Document passage
[Start of Attachment]

The finding that approximately 80% of all self-poisoning cases had obtained the poisonous agent in the home or just outside the home highlights the importance of safe storage of poisonous substances in the homes. The different types of pesticides that are sold in Kaniyambadi Block are mainly pesticides in class Ia, Ib or II (WHO classification). The pesticides in class Ia, Ib and II are very toxic and can cause serious damage to the person ingesting these types of pesticides. They are considered ‘restricted use pesticides, in many countries. One of the ways that death caused by consumption of pesticides could be reduced is to limit the toxicity of the pesticides that are available for sale in the market. Such a measure seeks to reduce the lethality of the attempt, and not attempt to cause a reduction in the incidence of self-harm. The lower toxicity increase the chances of the person being found alive, and being taken for treatment, with resultant greater chances of survival.
This study was not designed to obtain qualitative or systematic information to explain gender differences in treatment seeking behaviour or the reasons for choices of specific poisonous agents for self-harm. However, the finding from this that more females than males die at home needs further investigations to assess if certain logistical, cultural or health system related aspects are preventing women from seeking assistance.
Eddleston et al. (2006a, 2006b) have developed a Haddon matrix to identify factors that increase the risk of fatal rather than non-fatal pesticide self-poisoning using Sri Lanka as a case. In this paper, it is argued that many important host factors of influencing the rate of fatal case such as age, gender and genetics cannot be changed, whereas other factors that potentially can be changed, such as alcohol use and mental health, have proved difficult to change. High suicide rates in developing countries are a measure of the lack of choice in these societies, and it is argued that a reduction in suicide rates will occur with population-based approaches that focus on improving the general health of populations (e.g. macroeconomic policies that aim for social justice), schemes to meet basic human needs, organizing local support groups within vulnerable sections of society, developing and implementing an essential pesticide list) rather than focusing on methods at an individual’s level (Jacob 2008).

[End of Attachment]

Return the stretch of the pesticide self-poisoning passage from "This study was" through "from seeking assistance.", copied word for word.

Listed entries
[Start of Attachment]

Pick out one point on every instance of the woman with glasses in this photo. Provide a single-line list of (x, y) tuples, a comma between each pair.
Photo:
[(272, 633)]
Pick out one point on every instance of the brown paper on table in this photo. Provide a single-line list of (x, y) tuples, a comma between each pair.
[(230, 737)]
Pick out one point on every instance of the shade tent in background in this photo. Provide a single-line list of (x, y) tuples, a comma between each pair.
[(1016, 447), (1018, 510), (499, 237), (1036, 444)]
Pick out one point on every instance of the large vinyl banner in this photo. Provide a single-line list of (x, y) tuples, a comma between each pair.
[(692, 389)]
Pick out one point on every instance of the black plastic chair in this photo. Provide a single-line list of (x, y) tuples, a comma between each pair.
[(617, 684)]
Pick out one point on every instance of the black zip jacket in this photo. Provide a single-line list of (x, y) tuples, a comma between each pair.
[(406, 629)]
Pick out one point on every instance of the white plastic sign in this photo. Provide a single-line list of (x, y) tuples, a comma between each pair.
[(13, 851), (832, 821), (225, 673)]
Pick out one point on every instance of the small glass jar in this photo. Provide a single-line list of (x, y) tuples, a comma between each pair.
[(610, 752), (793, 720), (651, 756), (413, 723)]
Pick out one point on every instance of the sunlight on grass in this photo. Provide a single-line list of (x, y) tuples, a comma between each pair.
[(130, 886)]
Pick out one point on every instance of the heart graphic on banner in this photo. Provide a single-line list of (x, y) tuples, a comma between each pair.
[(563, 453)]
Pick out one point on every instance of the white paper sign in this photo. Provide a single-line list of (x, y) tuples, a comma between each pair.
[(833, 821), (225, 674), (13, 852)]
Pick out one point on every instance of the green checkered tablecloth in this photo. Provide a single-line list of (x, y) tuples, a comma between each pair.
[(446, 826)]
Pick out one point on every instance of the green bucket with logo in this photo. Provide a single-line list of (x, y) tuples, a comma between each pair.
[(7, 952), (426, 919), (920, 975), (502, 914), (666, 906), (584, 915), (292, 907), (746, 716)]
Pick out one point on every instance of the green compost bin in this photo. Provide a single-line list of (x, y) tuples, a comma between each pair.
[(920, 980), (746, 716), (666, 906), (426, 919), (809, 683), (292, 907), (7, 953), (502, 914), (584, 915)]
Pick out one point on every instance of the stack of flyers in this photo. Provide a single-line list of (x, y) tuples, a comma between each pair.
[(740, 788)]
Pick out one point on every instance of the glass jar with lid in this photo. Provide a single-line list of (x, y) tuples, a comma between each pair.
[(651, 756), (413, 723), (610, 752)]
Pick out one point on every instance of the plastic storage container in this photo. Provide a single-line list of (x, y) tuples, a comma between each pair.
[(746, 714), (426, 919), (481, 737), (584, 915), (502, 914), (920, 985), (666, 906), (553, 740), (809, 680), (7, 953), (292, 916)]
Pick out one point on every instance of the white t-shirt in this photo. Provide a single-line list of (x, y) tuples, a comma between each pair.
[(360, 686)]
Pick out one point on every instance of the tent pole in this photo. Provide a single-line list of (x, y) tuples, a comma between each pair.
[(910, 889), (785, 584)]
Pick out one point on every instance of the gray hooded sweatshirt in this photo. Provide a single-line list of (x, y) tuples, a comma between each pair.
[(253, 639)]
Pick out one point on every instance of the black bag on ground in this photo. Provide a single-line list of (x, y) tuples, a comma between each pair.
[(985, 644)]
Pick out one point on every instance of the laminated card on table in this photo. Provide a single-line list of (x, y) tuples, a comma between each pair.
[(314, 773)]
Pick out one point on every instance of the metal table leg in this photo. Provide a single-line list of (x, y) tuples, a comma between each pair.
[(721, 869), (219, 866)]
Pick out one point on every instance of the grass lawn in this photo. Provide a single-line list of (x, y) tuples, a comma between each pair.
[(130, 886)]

[End of Attachment]

Task response
This study was not designed to obtain qualitative or systematic information to explain gender differences in treatment seeking behaviour or the reasons for choices of specific poisonous agents for self-harm. However, the finding from this that more females than males die at home needs further investigations to assess if certain logistical, cultural or health system related aspects are preventing women from seeking assistance.